> [Records for processing]
-----

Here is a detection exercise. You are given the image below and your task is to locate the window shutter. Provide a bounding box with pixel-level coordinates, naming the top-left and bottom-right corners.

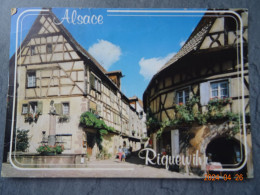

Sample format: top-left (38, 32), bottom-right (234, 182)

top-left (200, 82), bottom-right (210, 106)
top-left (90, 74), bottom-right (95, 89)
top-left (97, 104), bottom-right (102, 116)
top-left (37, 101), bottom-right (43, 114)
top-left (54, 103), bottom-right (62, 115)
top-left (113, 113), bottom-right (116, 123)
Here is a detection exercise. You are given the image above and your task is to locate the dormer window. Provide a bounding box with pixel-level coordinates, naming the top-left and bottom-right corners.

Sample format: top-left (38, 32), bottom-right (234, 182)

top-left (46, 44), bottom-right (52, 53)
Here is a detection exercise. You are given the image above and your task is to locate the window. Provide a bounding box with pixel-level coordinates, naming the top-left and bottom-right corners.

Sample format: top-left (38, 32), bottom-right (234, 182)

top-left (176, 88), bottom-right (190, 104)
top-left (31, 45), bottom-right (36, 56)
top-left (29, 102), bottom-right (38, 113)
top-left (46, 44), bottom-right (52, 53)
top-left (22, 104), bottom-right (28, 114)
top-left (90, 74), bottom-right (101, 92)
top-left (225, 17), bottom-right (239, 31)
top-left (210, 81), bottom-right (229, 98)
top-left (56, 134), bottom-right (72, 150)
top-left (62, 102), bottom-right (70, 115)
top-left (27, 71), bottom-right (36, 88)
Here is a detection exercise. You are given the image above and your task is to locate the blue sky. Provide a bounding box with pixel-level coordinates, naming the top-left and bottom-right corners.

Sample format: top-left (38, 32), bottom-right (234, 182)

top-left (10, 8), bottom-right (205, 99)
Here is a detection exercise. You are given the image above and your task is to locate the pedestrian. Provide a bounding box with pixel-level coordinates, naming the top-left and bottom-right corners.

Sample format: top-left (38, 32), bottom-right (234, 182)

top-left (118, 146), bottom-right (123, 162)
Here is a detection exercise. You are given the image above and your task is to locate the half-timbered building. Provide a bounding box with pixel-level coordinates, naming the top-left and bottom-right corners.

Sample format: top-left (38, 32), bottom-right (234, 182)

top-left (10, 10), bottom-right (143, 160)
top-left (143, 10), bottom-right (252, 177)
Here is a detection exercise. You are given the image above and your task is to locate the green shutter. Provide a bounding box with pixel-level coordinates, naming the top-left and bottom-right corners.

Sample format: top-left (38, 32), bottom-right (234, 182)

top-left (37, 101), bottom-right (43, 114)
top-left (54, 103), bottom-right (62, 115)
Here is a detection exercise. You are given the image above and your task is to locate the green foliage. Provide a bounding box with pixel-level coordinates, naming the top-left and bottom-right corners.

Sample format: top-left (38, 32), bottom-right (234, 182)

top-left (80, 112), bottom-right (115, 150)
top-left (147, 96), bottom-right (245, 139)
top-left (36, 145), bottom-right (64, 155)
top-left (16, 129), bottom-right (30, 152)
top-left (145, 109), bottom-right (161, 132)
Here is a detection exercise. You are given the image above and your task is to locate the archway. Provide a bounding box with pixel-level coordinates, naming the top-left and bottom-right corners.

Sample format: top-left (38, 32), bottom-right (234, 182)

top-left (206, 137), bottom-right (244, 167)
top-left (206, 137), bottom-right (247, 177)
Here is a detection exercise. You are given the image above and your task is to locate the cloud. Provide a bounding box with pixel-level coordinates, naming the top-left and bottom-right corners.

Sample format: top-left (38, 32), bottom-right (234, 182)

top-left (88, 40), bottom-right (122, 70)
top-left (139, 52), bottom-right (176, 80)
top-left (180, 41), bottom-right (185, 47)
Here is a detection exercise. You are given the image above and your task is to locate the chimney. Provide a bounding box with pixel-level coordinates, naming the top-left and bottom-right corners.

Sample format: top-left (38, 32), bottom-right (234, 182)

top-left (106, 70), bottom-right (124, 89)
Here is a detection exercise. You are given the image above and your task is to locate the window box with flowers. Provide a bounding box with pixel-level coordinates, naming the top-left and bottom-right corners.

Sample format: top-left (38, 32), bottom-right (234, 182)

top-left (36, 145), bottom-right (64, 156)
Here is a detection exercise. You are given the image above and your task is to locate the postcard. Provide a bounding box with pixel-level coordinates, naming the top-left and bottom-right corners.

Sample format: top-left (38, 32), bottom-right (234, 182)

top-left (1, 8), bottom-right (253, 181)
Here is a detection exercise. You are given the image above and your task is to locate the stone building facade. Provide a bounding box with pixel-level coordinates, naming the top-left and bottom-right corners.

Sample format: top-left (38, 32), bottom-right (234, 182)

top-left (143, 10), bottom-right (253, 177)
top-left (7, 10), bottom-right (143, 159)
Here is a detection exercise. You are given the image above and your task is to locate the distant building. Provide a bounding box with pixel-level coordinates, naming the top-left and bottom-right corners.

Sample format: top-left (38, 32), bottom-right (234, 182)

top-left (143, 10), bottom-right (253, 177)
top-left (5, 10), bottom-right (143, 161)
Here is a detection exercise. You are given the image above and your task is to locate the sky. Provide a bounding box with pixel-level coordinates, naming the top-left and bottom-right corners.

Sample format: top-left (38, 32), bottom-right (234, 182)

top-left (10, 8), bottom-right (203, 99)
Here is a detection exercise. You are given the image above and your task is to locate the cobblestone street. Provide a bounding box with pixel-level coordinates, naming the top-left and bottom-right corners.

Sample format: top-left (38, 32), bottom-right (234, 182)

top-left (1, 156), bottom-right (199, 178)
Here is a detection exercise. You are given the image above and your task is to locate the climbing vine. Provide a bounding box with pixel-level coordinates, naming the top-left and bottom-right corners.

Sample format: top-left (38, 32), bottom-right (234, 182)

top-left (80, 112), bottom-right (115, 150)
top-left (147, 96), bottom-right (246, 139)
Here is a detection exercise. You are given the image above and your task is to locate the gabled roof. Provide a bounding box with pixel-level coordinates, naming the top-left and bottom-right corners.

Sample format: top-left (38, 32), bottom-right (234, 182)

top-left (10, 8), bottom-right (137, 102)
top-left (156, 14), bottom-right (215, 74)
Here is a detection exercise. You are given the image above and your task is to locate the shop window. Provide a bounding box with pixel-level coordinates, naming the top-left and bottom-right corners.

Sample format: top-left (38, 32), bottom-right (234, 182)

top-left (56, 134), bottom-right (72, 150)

-----

> [Set exercise] Reproduce the lines of the entries verbatim. Start with the line that has "locate the pedestrian." and stop after the line that has "top-left (143, 10), bottom-right (252, 177)".

> [Written answer]
Here is a detection exercise. You are given the image above and your task is to locate the pedestrian. Provide a bounding box with pixel-level coordinates, naming the top-left and bottom-right corners.

Sample format: top-left (38, 32), bottom-right (234, 182)

top-left (118, 146), bottom-right (123, 162)
Here is a detection exercise. You are given the image above and your task is to locate the half-timbered building. Provide a bounding box with pixel-level coordinates, naming the top-left and bottom-right corners.

Sample format: top-left (38, 32), bottom-right (234, 182)

top-left (10, 10), bottom-right (143, 160)
top-left (143, 10), bottom-right (252, 177)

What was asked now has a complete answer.